===== Record extracts

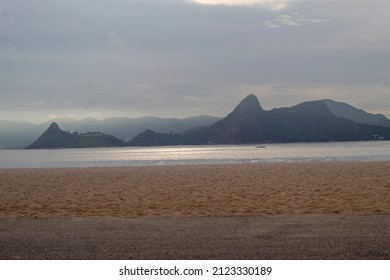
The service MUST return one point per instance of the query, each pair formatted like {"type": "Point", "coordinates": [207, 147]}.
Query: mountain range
{"type": "Point", "coordinates": [312, 121]}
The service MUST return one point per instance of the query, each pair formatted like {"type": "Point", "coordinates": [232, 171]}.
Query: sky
{"type": "Point", "coordinates": [181, 58]}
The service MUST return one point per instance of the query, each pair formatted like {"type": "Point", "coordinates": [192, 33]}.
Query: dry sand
{"type": "Point", "coordinates": [204, 190]}
{"type": "Point", "coordinates": [342, 210]}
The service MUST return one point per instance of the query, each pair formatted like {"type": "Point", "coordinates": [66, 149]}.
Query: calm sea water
{"type": "Point", "coordinates": [179, 155]}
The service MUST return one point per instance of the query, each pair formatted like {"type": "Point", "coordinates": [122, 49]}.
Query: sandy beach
{"type": "Point", "coordinates": [48, 208]}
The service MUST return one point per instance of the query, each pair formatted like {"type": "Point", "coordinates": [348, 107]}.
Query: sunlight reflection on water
{"type": "Point", "coordinates": [141, 156]}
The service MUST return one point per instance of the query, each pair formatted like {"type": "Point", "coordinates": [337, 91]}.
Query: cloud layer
{"type": "Point", "coordinates": [181, 58]}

==========

(Problem):
Reproduce each line exactly as it appears, omitting the pictures.

(Finished task):
The service MUST return one point per instance of the query, each pair formatted like {"type": "Point", "coordinates": [207, 147]}.
Query: mountain range
{"type": "Point", "coordinates": [312, 121]}
The service MUST return one point per instance of the query, each pair formatted like {"type": "Point", "coordinates": [232, 171]}.
Query: sky
{"type": "Point", "coordinates": [181, 58]}
The service MUST return one point per instance of the query, each pair formatted like {"type": "Point", "coordinates": [192, 33]}.
Query: dry sand
{"type": "Point", "coordinates": [204, 190]}
{"type": "Point", "coordinates": [342, 210]}
The service MUST return one point per instance of the query, each pair formatted like {"type": "Point", "coordinates": [66, 149]}.
Query: calm sea water
{"type": "Point", "coordinates": [179, 155]}
The service MUST return one point per instance of the query, each pair formatted like {"type": "Point", "coordinates": [122, 49]}.
Query: sandy beach
{"type": "Point", "coordinates": [48, 208]}
The service MUST return one point per instance of the query, each pair formatted like {"type": "Point", "coordinates": [348, 107]}.
Query: sunlight reflection on water
{"type": "Point", "coordinates": [141, 156]}
The service MUST return one point per instance of the query, each pair formatted like {"type": "Point", "coordinates": [337, 91]}.
Query: cloud layer
{"type": "Point", "coordinates": [181, 58]}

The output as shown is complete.